THE PROBLEM: Copy every line below that contains the word "find".

DATA ROWS:
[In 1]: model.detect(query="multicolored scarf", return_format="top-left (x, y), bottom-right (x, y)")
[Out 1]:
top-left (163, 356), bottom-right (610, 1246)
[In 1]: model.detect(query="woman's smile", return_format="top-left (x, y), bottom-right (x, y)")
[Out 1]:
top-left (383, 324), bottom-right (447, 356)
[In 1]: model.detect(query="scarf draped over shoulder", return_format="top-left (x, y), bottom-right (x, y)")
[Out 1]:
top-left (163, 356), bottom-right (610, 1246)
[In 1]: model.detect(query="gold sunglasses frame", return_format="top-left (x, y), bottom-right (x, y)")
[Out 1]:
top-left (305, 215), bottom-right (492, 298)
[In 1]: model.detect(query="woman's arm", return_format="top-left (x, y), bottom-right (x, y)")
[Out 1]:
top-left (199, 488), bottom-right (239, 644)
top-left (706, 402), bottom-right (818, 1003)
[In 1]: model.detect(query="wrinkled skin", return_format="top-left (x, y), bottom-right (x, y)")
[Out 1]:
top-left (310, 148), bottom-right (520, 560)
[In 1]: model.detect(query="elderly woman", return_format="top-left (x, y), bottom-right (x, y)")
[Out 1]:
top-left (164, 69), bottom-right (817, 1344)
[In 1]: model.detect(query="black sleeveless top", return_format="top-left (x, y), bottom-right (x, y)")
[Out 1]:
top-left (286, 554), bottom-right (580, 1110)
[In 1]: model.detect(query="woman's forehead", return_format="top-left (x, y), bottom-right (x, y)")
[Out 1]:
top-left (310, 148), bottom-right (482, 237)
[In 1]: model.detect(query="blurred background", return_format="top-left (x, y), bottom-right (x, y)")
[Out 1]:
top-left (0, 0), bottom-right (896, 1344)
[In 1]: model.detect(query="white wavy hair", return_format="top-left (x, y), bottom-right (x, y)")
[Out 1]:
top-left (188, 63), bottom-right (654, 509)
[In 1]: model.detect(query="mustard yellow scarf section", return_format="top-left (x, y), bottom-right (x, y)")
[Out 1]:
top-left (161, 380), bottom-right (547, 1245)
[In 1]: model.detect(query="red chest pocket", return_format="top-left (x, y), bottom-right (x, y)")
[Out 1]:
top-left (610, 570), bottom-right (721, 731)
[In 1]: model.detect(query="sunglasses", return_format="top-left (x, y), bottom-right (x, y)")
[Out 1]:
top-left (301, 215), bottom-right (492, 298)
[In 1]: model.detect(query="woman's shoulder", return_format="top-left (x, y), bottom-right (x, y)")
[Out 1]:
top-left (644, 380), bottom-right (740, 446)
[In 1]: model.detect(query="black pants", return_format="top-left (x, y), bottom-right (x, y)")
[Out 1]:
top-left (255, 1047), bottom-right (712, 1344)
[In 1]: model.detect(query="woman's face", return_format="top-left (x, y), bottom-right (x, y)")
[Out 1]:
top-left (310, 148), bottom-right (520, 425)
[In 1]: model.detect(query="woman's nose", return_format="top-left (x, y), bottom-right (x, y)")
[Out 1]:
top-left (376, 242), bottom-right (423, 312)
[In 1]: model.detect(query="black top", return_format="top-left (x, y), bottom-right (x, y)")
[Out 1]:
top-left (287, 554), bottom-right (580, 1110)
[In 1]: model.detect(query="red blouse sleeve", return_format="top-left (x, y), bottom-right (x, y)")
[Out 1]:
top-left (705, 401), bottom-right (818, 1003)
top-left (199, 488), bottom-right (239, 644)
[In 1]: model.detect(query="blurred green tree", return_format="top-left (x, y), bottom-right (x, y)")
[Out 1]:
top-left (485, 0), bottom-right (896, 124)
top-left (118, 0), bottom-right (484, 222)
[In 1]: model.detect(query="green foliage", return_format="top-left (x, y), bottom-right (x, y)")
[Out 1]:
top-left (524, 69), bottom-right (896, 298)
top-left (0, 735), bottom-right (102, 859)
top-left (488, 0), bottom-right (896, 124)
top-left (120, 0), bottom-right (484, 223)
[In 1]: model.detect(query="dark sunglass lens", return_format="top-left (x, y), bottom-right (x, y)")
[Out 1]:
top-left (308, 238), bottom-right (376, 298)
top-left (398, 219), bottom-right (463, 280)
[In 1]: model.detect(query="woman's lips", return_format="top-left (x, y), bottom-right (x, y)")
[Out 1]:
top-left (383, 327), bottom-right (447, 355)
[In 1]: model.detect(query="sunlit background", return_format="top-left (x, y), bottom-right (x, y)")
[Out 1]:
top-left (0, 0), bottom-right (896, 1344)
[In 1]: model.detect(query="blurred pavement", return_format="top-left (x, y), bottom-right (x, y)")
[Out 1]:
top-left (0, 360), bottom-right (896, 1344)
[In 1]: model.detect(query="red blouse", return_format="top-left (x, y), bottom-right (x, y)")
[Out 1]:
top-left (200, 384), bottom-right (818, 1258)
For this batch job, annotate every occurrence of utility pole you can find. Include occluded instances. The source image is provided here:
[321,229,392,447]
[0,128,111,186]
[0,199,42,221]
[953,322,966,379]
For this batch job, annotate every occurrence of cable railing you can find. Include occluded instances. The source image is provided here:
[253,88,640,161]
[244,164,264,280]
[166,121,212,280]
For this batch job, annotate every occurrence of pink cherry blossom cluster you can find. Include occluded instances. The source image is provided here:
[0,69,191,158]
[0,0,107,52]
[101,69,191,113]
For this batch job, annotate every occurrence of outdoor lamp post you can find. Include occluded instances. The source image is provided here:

THE COMPLETED TASK:
For this batch job, annotate every occurrence of utility pole you can find. Include occluded instances. The source image is provided here:
For this batch job, annotate every occurrence of cable railing you can find. Include occluded instances. The source image is provided here:
For this batch job, annotate every occurrence of pink cherry blossom cluster you can find. Include occluded instances. The source image is provided here:
For this batch job, annotate every occurrence of outdoor lamp post you can find. Include occluded instances. The source image is provided here:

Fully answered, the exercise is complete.